STATED GOAL
Nothing but the lines from the one containing "Every instance of the chevrolet" to the end of the data should be returned, each exactly as written.

DATASET CONTENT
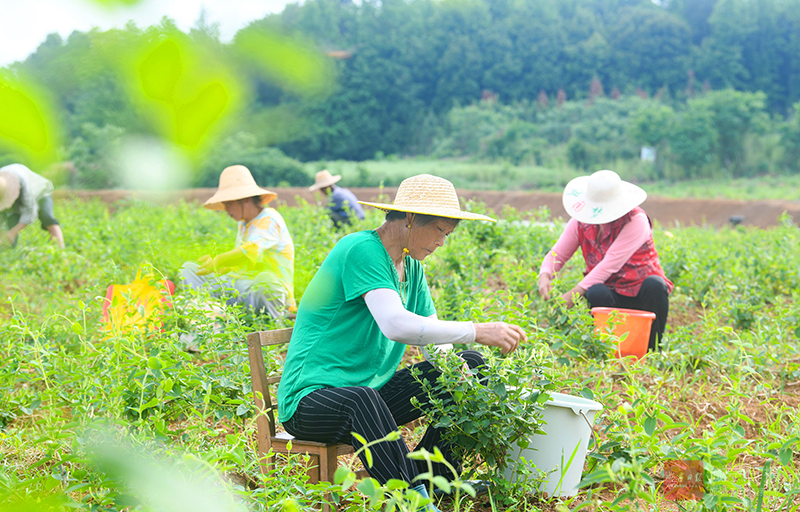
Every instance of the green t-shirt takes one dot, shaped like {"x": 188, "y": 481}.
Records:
{"x": 336, "y": 342}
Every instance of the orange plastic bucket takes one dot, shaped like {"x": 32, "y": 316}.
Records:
{"x": 631, "y": 321}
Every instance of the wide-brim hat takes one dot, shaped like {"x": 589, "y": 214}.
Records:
{"x": 601, "y": 198}
{"x": 236, "y": 183}
{"x": 9, "y": 189}
{"x": 428, "y": 195}
{"x": 323, "y": 179}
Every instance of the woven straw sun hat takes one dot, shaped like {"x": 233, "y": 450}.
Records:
{"x": 236, "y": 183}
{"x": 601, "y": 198}
{"x": 323, "y": 179}
{"x": 428, "y": 195}
{"x": 9, "y": 189}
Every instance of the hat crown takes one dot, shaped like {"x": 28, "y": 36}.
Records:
{"x": 323, "y": 175}
{"x": 236, "y": 176}
{"x": 426, "y": 190}
{"x": 603, "y": 185}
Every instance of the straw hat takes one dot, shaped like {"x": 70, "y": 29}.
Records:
{"x": 428, "y": 195}
{"x": 235, "y": 183}
{"x": 323, "y": 179}
{"x": 601, "y": 198}
{"x": 9, "y": 189}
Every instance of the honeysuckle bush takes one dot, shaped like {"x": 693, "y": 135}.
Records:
{"x": 723, "y": 390}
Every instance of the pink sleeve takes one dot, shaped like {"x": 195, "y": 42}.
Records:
{"x": 632, "y": 236}
{"x": 565, "y": 247}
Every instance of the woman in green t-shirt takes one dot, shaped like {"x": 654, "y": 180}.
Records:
{"x": 366, "y": 303}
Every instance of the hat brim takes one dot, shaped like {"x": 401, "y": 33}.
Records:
{"x": 236, "y": 193}
{"x": 449, "y": 213}
{"x": 12, "y": 190}
{"x": 325, "y": 183}
{"x": 590, "y": 212}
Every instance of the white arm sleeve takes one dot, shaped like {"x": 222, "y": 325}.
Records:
{"x": 398, "y": 324}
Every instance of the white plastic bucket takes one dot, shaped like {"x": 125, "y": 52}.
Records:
{"x": 562, "y": 452}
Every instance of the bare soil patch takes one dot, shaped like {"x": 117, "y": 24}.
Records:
{"x": 668, "y": 212}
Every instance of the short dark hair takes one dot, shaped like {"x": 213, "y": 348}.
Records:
{"x": 419, "y": 218}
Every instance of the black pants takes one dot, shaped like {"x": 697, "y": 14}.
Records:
{"x": 331, "y": 414}
{"x": 653, "y": 297}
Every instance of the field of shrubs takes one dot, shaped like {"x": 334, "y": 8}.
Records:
{"x": 162, "y": 419}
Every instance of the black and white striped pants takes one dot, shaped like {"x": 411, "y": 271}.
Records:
{"x": 331, "y": 414}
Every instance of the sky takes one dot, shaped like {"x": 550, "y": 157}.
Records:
{"x": 24, "y": 24}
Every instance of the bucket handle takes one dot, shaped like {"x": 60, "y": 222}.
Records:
{"x": 591, "y": 431}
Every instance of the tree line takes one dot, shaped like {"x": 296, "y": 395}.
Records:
{"x": 709, "y": 84}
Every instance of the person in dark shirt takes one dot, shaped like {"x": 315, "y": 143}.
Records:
{"x": 342, "y": 203}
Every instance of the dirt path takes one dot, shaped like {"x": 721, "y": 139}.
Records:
{"x": 667, "y": 211}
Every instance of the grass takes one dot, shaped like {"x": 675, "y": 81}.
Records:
{"x": 83, "y": 411}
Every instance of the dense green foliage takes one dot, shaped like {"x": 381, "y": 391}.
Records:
{"x": 721, "y": 391}
{"x": 574, "y": 86}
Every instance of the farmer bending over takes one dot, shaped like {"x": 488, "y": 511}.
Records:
{"x": 25, "y": 196}
{"x": 342, "y": 204}
{"x": 259, "y": 271}
{"x": 367, "y": 302}
{"x": 614, "y": 234}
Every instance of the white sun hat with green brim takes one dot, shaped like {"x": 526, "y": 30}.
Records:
{"x": 428, "y": 195}
{"x": 601, "y": 198}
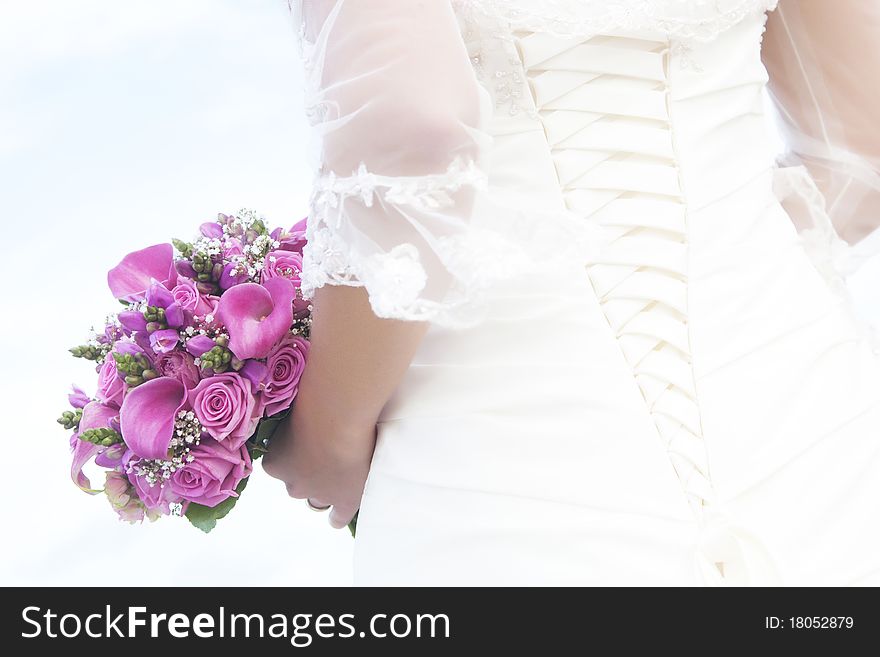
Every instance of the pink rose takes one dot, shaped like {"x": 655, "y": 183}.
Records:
{"x": 226, "y": 407}
{"x": 179, "y": 365}
{"x": 187, "y": 296}
{"x": 285, "y": 364}
{"x": 110, "y": 384}
{"x": 214, "y": 473}
{"x": 124, "y": 499}
{"x": 164, "y": 341}
{"x": 287, "y": 264}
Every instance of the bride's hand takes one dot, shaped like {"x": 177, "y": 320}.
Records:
{"x": 356, "y": 360}
{"x": 326, "y": 470}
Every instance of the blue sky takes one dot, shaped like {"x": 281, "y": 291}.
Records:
{"x": 123, "y": 124}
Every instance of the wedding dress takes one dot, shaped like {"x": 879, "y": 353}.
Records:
{"x": 641, "y": 366}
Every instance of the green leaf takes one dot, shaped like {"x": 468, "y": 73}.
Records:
{"x": 206, "y": 517}
{"x": 258, "y": 444}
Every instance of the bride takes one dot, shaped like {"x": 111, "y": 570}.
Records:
{"x": 573, "y": 322}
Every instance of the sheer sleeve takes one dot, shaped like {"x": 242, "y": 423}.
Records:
{"x": 823, "y": 58}
{"x": 398, "y": 115}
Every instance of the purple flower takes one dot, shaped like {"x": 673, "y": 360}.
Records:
{"x": 214, "y": 473}
{"x": 160, "y": 297}
{"x": 226, "y": 407}
{"x": 157, "y": 499}
{"x": 285, "y": 363}
{"x": 147, "y": 416}
{"x": 229, "y": 280}
{"x": 77, "y": 398}
{"x": 164, "y": 341}
{"x": 130, "y": 279}
{"x": 132, "y": 320}
{"x": 199, "y": 344}
{"x": 189, "y": 298}
{"x": 124, "y": 498}
{"x": 232, "y": 248}
{"x": 257, "y": 316}
{"x": 114, "y": 456}
{"x": 185, "y": 269}
{"x": 110, "y": 384}
{"x": 179, "y": 365}
{"x": 286, "y": 264}
{"x": 254, "y": 371}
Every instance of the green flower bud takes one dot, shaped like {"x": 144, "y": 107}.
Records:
{"x": 183, "y": 248}
{"x": 105, "y": 437}
{"x": 70, "y": 419}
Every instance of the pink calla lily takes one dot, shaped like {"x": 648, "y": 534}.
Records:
{"x": 131, "y": 278}
{"x": 257, "y": 316}
{"x": 95, "y": 416}
{"x": 147, "y": 416}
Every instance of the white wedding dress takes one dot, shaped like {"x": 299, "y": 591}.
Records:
{"x": 642, "y": 367}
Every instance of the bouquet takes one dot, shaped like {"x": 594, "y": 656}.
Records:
{"x": 195, "y": 372}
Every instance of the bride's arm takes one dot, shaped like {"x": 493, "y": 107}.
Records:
{"x": 393, "y": 97}
{"x": 824, "y": 63}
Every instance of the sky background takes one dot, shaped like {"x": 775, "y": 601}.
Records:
{"x": 124, "y": 123}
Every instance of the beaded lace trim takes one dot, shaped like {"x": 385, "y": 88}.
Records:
{"x": 682, "y": 20}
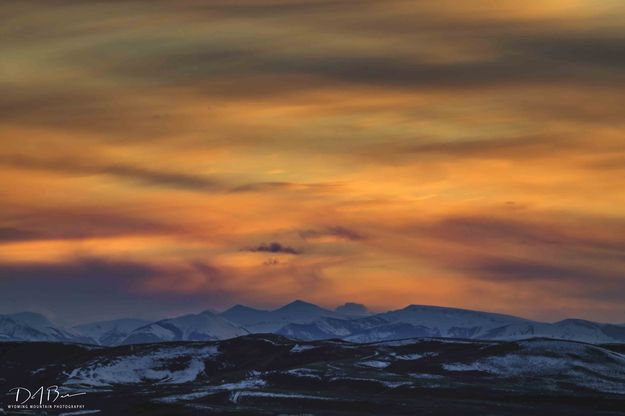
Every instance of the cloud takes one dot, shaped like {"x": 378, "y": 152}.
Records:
{"x": 334, "y": 231}
{"x": 274, "y": 248}
{"x": 90, "y": 288}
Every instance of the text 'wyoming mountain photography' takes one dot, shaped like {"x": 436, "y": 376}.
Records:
{"x": 312, "y": 207}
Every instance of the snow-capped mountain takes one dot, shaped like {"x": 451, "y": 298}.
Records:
{"x": 110, "y": 332}
{"x": 259, "y": 321}
{"x": 433, "y": 321}
{"x": 569, "y": 329}
{"x": 201, "y": 327}
{"x": 306, "y": 321}
{"x": 327, "y": 328}
{"x": 451, "y": 322}
{"x": 30, "y": 326}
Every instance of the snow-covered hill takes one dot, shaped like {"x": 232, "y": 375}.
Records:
{"x": 110, "y": 332}
{"x": 30, "y": 326}
{"x": 201, "y": 327}
{"x": 434, "y": 321}
{"x": 306, "y": 321}
{"x": 270, "y": 374}
{"x": 259, "y": 321}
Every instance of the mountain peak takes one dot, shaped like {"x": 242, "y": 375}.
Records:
{"x": 36, "y": 320}
{"x": 353, "y": 309}
{"x": 298, "y": 305}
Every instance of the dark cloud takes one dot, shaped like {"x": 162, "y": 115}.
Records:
{"x": 94, "y": 167}
{"x": 530, "y": 270}
{"x": 336, "y": 231}
{"x": 274, "y": 248}
{"x": 154, "y": 177}
{"x": 83, "y": 289}
{"x": 79, "y": 222}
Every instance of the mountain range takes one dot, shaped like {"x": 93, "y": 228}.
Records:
{"x": 301, "y": 320}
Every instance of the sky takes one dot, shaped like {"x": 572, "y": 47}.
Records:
{"x": 161, "y": 157}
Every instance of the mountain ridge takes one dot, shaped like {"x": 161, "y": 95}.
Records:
{"x": 307, "y": 321}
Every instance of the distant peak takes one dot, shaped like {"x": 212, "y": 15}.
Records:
{"x": 299, "y": 304}
{"x": 241, "y": 308}
{"x": 352, "y": 308}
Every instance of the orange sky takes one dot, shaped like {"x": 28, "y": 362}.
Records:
{"x": 161, "y": 157}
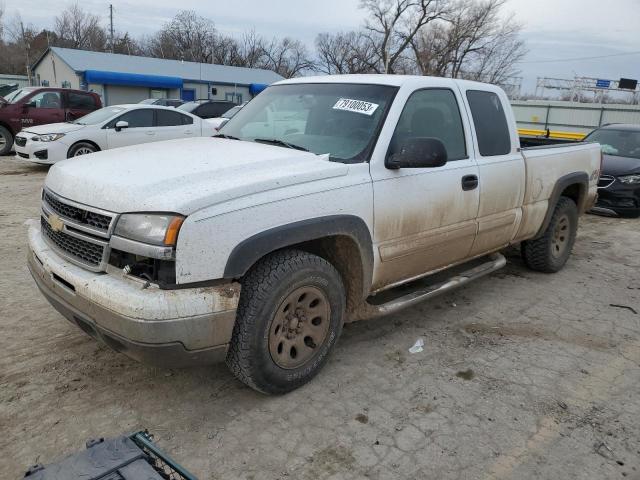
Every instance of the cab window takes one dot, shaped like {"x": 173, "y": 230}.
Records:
{"x": 46, "y": 100}
{"x": 140, "y": 118}
{"x": 432, "y": 113}
{"x": 80, "y": 101}
{"x": 490, "y": 122}
{"x": 168, "y": 118}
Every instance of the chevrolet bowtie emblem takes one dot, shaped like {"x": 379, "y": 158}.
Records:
{"x": 55, "y": 222}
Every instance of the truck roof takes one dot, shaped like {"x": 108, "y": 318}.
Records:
{"x": 380, "y": 79}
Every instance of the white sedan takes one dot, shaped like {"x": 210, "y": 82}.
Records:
{"x": 109, "y": 127}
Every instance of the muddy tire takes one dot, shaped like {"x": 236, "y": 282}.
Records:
{"x": 550, "y": 252}
{"x": 290, "y": 315}
{"x": 81, "y": 148}
{"x": 6, "y": 141}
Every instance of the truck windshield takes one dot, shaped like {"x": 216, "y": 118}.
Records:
{"x": 99, "y": 116}
{"x": 339, "y": 119}
{"x": 620, "y": 143}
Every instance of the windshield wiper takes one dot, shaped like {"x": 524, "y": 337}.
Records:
{"x": 281, "y": 143}
{"x": 228, "y": 137}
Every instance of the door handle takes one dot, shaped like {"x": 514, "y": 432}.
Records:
{"x": 469, "y": 182}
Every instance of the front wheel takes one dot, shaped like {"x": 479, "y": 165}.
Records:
{"x": 81, "y": 148}
{"x": 550, "y": 252}
{"x": 6, "y": 141}
{"x": 289, "y": 318}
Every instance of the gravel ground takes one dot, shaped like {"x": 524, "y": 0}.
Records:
{"x": 523, "y": 376}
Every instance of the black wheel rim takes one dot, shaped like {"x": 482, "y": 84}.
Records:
{"x": 300, "y": 327}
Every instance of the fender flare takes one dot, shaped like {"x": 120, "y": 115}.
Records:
{"x": 83, "y": 141}
{"x": 249, "y": 251}
{"x": 577, "y": 178}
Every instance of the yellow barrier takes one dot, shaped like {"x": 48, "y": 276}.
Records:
{"x": 524, "y": 132}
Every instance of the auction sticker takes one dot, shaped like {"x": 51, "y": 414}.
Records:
{"x": 356, "y": 106}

SOLUTION BELOW
Every instance of the chevrolet bowtie emblem takes one dot, shaped like {"x": 379, "y": 158}.
Records:
{"x": 55, "y": 222}
Every instance of the truck roof takes one dot, shaped like {"x": 108, "y": 318}.
Records:
{"x": 380, "y": 79}
Every instance of the white sedan takes one dot, shaped like {"x": 210, "y": 82}.
Records:
{"x": 109, "y": 127}
Every instance of the muddy tire takes one dot, shaped like {"x": 236, "y": 282}.
Records:
{"x": 550, "y": 252}
{"x": 290, "y": 315}
{"x": 81, "y": 148}
{"x": 6, "y": 141}
Every instance of the truck windshield takes one dot, shaped like {"x": 216, "y": 118}.
Records:
{"x": 99, "y": 116}
{"x": 339, "y": 119}
{"x": 620, "y": 143}
Every instance of the windshield wiper takes one dot, shaped like {"x": 524, "y": 337}.
Records:
{"x": 281, "y": 143}
{"x": 228, "y": 137}
Every instance of the door handle takes one dot, shaped like {"x": 514, "y": 432}.
Records:
{"x": 469, "y": 182}
Every instance of the front wheel takes one dot, shaped like {"x": 479, "y": 165}.
Records:
{"x": 81, "y": 148}
{"x": 550, "y": 252}
{"x": 6, "y": 141}
{"x": 289, "y": 318}
Every instance of the gravel ground takes one dot, shaped like {"x": 524, "y": 0}.
Records:
{"x": 523, "y": 376}
Every instance of the black wheel rim takes one dot, shaped like {"x": 482, "y": 84}.
Records:
{"x": 300, "y": 327}
Every instance of the fender flare takes one dot, shaped like {"x": 120, "y": 115}.
Records:
{"x": 83, "y": 141}
{"x": 249, "y": 251}
{"x": 577, "y": 178}
Every instance of the yellow barrier takes one dot, shaped like {"x": 48, "y": 276}.
Records:
{"x": 524, "y": 132}
Every instance of the auction sticker takes one dot, shaped like {"x": 51, "y": 414}.
Records:
{"x": 356, "y": 106}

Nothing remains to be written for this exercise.